If your child stalls or refuses to go to bed at the right time, find out what you do to manage this bedtime resistance.
Key points to remember about bedtime resistance
This page is about sleep in primary school children. It's part of a whole section on sleeping sound.
- establish a regular bedtime to help set your child's internal body clock
- putting children to bed when they are not tired increases the chances of bedtime struggle
- a bedtime routine should include calm and enjoyable activities, such as a bath and bedtime stories
- ignore your child's complaints or protests about bedtime, such as not being tired
- it is important that you leave the room while your child is still awake
if your child gets out of bed or comes out of their room, firmly and calmly return them to bed
What time should I put my child to bed?
Pick a suitable bedtime for your child (for example, 7pm for a 5 year old, 8pm for an 8 year old, 9pm for a 10 year old). Establish a regular bedtime to help set your child's internal body clock. Be sure that your child is ready for sleep before putting them to bed. Explain the new rules to your child so they know what to expect. Make this brief and avoid arguing about the new rules.
What is bedtime fading?
Consistency is the most important thing in helping your child to change their behaviour.
Putting children to bed when they are not tired increases the chances of bedtime struggles. Therefore, for some children it is best to start by setting the bedtime at the time they usually fall asleep and gradually making the bedtime earlier. For example:
- work out when your child is naturally falling asleep and set this as the temporary bedtime
- if you want your child to go to bed at 8:30pm, but they usually do not fall asleep until 10:30, choose 10:30 as the temporary bedtime
- this will make it easier to teach your child how to fall asleep within a short time of getting into bed
- once they are falling asleep easily and quickly at this temporary bedtime then make their bedtime earlier by 15 minutes every few days
- be patient - if you move the bedtime back too quickly, you may have problems with your child not being able to fall asleep
- stop moving the bedtime when you have reached the bedtime you want (for example, 8.30pm)
What does a good bedtime routine involve?
Establish a consistent bedtime routine for your child. A bedtime routine should include calm and enjoyable activities, such as a bath and bedtime stories. Avoid stimulating high-energy activities, such as playing outside, running around, or watching exciting TV shows or DVDs. Make a chart of the bedtime routine to help keep your child on track.
What do I do if my child complaints or protests?

(Record set):
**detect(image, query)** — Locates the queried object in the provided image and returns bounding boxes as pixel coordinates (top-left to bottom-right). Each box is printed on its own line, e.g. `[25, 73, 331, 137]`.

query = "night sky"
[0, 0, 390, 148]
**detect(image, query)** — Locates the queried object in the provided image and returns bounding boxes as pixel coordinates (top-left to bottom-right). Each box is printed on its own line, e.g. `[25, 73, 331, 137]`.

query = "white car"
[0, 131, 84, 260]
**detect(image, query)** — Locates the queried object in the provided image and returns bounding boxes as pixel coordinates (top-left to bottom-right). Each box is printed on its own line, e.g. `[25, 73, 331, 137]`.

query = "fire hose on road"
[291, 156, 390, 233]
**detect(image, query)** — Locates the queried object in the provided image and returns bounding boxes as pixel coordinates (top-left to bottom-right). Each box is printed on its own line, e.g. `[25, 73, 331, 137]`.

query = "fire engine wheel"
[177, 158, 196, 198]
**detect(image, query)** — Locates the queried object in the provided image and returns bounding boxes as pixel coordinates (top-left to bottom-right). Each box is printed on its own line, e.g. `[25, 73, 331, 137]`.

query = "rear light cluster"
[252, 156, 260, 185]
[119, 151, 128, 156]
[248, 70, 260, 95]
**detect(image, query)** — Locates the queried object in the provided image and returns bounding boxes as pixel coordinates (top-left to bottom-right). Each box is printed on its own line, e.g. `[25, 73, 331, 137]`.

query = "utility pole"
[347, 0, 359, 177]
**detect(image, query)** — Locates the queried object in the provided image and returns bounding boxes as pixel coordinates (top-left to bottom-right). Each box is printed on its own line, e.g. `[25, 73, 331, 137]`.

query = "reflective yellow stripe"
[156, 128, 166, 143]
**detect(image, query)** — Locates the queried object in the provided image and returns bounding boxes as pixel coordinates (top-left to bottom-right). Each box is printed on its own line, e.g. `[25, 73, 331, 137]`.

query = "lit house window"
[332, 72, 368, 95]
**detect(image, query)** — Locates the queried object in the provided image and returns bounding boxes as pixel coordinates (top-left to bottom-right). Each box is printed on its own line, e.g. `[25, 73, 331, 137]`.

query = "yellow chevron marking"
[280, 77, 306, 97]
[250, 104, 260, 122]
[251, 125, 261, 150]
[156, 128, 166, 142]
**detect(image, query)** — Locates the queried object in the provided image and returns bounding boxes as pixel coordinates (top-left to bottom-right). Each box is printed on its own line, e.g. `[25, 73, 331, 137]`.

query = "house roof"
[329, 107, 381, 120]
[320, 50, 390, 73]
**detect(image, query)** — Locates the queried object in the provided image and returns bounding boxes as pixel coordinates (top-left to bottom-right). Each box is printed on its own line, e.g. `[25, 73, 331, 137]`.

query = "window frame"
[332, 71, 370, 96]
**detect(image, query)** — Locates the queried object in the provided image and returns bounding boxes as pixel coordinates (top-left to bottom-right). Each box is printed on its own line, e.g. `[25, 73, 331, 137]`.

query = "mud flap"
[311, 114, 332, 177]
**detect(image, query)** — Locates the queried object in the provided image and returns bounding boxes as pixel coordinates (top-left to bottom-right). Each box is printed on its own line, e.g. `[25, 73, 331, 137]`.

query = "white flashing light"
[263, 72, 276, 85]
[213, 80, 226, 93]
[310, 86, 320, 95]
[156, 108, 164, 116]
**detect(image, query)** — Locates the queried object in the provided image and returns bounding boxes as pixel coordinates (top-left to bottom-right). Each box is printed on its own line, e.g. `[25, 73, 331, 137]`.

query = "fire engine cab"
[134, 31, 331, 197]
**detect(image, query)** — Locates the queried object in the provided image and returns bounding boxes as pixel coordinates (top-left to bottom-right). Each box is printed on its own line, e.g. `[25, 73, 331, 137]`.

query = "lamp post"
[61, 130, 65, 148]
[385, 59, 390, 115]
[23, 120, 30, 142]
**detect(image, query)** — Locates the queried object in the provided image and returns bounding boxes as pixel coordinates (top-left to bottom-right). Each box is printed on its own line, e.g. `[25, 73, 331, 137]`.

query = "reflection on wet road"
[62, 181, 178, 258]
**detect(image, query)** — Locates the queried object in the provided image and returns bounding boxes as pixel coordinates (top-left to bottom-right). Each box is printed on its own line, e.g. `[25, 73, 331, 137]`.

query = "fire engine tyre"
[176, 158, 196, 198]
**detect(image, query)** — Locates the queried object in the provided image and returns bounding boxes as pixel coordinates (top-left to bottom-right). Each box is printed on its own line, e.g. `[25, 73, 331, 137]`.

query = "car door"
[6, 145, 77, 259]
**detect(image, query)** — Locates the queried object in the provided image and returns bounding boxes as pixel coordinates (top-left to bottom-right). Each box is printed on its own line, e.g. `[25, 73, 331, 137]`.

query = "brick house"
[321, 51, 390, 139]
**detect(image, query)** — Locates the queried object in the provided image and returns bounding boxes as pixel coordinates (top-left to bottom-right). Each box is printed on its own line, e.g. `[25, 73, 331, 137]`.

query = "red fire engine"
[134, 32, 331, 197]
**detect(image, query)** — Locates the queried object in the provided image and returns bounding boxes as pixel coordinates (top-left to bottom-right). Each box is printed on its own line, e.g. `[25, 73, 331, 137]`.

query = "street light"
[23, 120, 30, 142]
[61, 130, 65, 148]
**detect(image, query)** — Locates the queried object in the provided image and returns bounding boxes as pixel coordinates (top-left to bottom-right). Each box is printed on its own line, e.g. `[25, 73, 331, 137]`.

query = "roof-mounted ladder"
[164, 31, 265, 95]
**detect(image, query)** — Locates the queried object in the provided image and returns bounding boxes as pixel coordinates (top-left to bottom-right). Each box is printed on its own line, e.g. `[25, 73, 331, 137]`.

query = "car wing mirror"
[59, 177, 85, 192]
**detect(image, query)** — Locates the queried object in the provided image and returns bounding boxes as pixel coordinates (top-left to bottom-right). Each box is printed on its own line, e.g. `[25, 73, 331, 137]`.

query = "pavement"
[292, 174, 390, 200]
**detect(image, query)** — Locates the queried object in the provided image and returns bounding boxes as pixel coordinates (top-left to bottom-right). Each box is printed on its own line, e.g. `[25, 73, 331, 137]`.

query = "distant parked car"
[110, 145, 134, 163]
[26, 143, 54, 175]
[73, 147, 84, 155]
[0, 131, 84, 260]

(The problem):
Carry on the page about children's bedtime resistance from the point where it stops.

(Answer to the problem):
Ignore your child’s complaints or protests about bedtime, such as not being tired. Discussing or arguing about bedtime will lead to a struggle with your child and bedtime problems will continue! Firmly and calmly let your child know it is time for bed and continue with the routine.
What should I do when the bedtime routine is complete?
When the bedtime routine is complete, put your child to bed and leave the room. It is important that you leave the room while your child is still AWAKE, as this helps your child learn to fall asleep on their own.
What if my child cries or yells?
If your child yells or calls out to you but remains in bed, remind them that it is bedtime or you can ignore them. If they continue to be upset, check on your child. Wait for as long or short a time as you wish. The visits should be brief (1 minute) and boring. Unless your child is frightened, don’t soothe or comfort your child during these visits and don’t get into a discussion. Calmly tell your child that it’s time to go to sleep. The purpose of returning to the room is to reassure your child that you are still there and to reassure you that your child is ok.
What if my child gets out of bed or out of his room?
If your child gets out of bed or comes out of their room, firmly and calmly return them to bed. For some children, simply returning them to bed multiple times works. For others, letting them know that if they get up again you will close the bedroom door can be effective. If your child gets out of bed, put him back in bed and close the door for a brief period (1 minute to start). After 1 minute, open the door. If your child is in bed, praise them and leave the door open. If they are up, put them back in bed and close the door again but leave it closed for a longer time, increasing the time by a few minutes each time they get up. Don’t lock your child in their room. The goal is to teach your child to stay in bed, not to punish or scare them.
Can rewarding positive behaviour help?
Sticker charts can help children to follow new sleep routines/rules. Reward your child as soon as they wake up in the morning with a sticker. Don’t focus on bad behaviour from the night before, focus on their successes. A certain number of stickers should lead to a reward the child is likely to enjoy (such as a lucky dip prize, trip to the park). This will vary depending on the age of the child. This should be easy to achieve for the child to begin with to increase the likelihood of your child being able to succeed.
Is consistency important?
Consistency is the most important thing in helping your child to change their behaviour. Occasionally giving in to your child’s refusal to go to bed is likely to make it more difficult to change their behaviour in the long-term.